- **Data for processing**

================

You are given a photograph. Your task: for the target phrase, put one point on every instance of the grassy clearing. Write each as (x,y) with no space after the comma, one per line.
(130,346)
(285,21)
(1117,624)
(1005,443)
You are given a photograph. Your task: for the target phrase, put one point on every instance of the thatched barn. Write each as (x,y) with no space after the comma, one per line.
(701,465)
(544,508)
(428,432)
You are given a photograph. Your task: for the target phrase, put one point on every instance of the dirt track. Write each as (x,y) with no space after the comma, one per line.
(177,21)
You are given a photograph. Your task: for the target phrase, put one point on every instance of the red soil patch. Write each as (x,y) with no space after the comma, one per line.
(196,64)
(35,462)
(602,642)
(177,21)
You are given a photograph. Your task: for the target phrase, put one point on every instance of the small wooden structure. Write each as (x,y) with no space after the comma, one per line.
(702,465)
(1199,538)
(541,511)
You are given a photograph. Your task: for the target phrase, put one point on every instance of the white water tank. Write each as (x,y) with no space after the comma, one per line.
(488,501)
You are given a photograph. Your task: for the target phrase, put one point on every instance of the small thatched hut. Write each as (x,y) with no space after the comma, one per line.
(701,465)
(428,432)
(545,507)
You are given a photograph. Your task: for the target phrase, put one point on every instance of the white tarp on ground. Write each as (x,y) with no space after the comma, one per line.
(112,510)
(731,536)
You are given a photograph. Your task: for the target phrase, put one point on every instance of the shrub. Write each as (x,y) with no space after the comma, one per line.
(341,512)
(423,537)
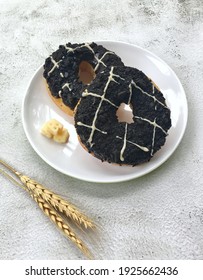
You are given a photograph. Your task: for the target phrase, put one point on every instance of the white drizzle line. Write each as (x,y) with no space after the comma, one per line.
(144,149)
(89,126)
(79,47)
(55,63)
(86,93)
(65,85)
(99,60)
(126,127)
(102,98)
(154,129)
(152,123)
(153,139)
(153,97)
(124,143)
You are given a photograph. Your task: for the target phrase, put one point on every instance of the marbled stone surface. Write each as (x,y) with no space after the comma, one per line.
(158,216)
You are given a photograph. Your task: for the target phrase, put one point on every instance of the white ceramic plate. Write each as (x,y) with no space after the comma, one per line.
(71,158)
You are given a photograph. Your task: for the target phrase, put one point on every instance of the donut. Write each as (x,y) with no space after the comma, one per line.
(71,67)
(109,139)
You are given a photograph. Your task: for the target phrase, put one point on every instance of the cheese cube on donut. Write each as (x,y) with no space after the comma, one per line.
(54,127)
(45,131)
(61,137)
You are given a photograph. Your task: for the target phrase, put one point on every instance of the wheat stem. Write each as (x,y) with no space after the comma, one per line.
(62,225)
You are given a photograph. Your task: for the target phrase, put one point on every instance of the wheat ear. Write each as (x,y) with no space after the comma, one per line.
(57,202)
(47,201)
(62,225)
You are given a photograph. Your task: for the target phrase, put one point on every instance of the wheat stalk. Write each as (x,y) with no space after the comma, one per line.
(62,225)
(57,202)
(50,203)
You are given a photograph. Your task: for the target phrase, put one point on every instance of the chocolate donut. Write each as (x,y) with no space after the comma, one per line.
(99,129)
(64,71)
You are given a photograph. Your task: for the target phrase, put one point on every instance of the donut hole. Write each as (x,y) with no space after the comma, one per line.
(124,113)
(86,73)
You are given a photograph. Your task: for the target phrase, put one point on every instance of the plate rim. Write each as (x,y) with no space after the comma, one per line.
(125,177)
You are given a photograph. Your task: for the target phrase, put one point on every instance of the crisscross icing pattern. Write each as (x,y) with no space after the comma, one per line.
(56,64)
(112,78)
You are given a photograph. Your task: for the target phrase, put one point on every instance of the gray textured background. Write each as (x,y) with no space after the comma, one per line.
(158,216)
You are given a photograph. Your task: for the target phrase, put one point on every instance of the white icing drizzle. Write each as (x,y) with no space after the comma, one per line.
(86,93)
(89,126)
(124,143)
(65,85)
(99,60)
(87,45)
(55,65)
(102,98)
(153,97)
(126,127)
(144,149)
(153,139)
(152,123)
(154,129)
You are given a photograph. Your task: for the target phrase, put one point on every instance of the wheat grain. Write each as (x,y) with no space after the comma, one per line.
(62,225)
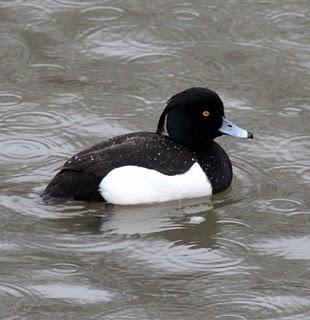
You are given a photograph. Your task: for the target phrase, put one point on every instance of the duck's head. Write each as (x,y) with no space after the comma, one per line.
(194,117)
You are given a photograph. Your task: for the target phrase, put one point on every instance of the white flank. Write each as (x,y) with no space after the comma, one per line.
(130,185)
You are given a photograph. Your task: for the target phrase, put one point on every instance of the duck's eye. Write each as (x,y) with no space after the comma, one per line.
(206,113)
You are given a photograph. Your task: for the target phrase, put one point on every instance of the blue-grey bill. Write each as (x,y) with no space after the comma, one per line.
(233,130)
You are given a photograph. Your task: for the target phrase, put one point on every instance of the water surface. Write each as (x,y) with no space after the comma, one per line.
(76,72)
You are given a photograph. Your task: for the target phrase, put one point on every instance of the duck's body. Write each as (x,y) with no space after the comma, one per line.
(147,167)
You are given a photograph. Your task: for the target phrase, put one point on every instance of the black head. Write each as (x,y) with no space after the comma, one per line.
(193,117)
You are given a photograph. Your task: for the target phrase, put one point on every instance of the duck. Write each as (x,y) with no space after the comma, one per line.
(179,160)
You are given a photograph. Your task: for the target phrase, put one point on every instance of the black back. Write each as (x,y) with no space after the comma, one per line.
(80,176)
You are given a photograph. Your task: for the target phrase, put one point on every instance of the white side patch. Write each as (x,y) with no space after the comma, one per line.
(135,185)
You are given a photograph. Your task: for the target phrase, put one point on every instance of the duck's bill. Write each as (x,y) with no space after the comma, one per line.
(233,130)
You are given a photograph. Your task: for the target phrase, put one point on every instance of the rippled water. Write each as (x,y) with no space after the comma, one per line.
(74,72)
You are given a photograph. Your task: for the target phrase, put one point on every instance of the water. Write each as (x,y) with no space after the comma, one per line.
(75,72)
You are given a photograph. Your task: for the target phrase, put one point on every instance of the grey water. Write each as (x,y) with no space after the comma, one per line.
(75,72)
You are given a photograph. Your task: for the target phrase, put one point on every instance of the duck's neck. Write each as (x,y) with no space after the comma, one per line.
(217,166)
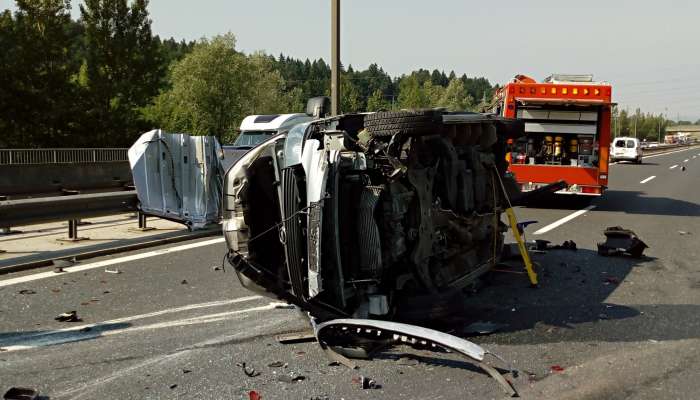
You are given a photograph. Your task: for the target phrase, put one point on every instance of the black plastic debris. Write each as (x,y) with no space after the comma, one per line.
(70,316)
(291,378)
(18,393)
(620,241)
(250,372)
(277,364)
(365,382)
(113,271)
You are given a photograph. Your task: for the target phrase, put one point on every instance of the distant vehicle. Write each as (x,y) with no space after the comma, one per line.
(626,149)
(567,131)
(256,129)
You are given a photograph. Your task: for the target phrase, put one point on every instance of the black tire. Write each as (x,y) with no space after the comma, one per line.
(408,123)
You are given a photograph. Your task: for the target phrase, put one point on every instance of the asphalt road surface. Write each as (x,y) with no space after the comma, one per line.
(171,326)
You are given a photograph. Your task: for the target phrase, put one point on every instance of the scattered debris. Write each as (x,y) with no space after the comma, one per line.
(253,395)
(296,338)
(620,241)
(556,369)
(365,382)
(277,364)
(291,378)
(407,361)
(18,393)
(113,271)
(611,280)
(249,372)
(70,316)
(483,328)
(59,265)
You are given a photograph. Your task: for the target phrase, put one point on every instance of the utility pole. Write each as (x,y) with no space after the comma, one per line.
(335,57)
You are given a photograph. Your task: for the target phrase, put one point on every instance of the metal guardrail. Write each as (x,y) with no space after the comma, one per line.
(65,208)
(61,156)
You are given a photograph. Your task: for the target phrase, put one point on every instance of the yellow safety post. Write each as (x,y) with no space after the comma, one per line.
(521,246)
(531,274)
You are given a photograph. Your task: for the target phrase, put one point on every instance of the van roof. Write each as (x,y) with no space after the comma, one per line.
(269,122)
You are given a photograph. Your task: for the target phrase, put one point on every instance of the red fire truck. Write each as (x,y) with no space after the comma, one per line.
(567,126)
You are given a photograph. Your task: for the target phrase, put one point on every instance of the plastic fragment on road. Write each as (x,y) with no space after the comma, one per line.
(335,333)
(250,372)
(253,395)
(556,369)
(291,378)
(113,271)
(365,382)
(277,364)
(20,393)
(70,316)
(301,337)
(483,328)
(620,241)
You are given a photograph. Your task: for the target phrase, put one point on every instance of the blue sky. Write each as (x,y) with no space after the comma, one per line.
(648,50)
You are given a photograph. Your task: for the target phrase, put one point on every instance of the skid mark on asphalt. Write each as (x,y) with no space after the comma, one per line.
(564,220)
(87,388)
(109,328)
(111,261)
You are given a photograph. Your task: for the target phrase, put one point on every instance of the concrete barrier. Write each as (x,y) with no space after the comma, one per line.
(22,180)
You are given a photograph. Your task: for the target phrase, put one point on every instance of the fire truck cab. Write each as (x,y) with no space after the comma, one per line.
(567,126)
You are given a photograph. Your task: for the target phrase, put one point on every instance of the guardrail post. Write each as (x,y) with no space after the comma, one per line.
(72,232)
(143,226)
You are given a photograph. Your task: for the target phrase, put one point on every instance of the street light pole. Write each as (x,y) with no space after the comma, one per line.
(335,57)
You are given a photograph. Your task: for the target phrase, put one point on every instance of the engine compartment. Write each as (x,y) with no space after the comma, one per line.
(387,215)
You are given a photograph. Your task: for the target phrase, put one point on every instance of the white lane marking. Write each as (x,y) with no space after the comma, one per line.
(563,220)
(670,152)
(50,338)
(138,317)
(105,263)
(85,388)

================

- **Written instruction**
Starting at the line that contains "of the plastic", print every line through the end of the listing, word for word. Leave out all the rest.

- **Answer for this exercise**
You are given a photograph. Your task: for the target phrase, put one point on every instance of the plastic fragment on road. Write each as (x,y) with no space after the comma, one per line.
(335,333)
(250,372)
(253,395)
(556,369)
(291,378)
(113,271)
(365,382)
(277,364)
(20,393)
(70,316)
(301,337)
(483,328)
(620,241)
You are given a photograph. Your task: for the target phrase, put one point on every instance of the blue sky. Write each as (x,y) with no space after the comma, one per line.
(648,50)
You are given a photograph. Your task: for the target phrase, put one point on every instance of the skid mark on asphalt. Write each as (x,y) with no space after the comma, one per line.
(564,220)
(87,388)
(109,328)
(111,261)
You are given a photograph. Your task: for the target phrase, put one point on every instance of the concrete barrier. Write each as (x,y) with no space after the comma, one per line.
(22,180)
You are given a photograph. Your task: for the target phrase, put one point on every instance of the fire truck cab. Write each as (x,y) with no space after the comma, one per line.
(567,126)
You are given a photograph. Your task: for the target phrase, put one point on every instance of the guardrail post. Write each as (x,y) with no space after the comma, one per line.
(72,232)
(143,226)
You are given a photograph. Your task: for the target phrase, put one point on every instance of the street light pole. Write each as (x,y) with no space after the comma, one per line.
(335,57)
You are given a photograph. Your task: for the target phrase, put one point on every instance of the engine compartment. Write each as (x,y) with no space after the comma, one per line.
(387,215)
You are given a photograph. Your task: for the target phrase, put one point on every instance of the white lane marking. Write each as (x,y) with no space after the comma, one per line.
(563,220)
(670,152)
(50,338)
(138,317)
(105,263)
(85,388)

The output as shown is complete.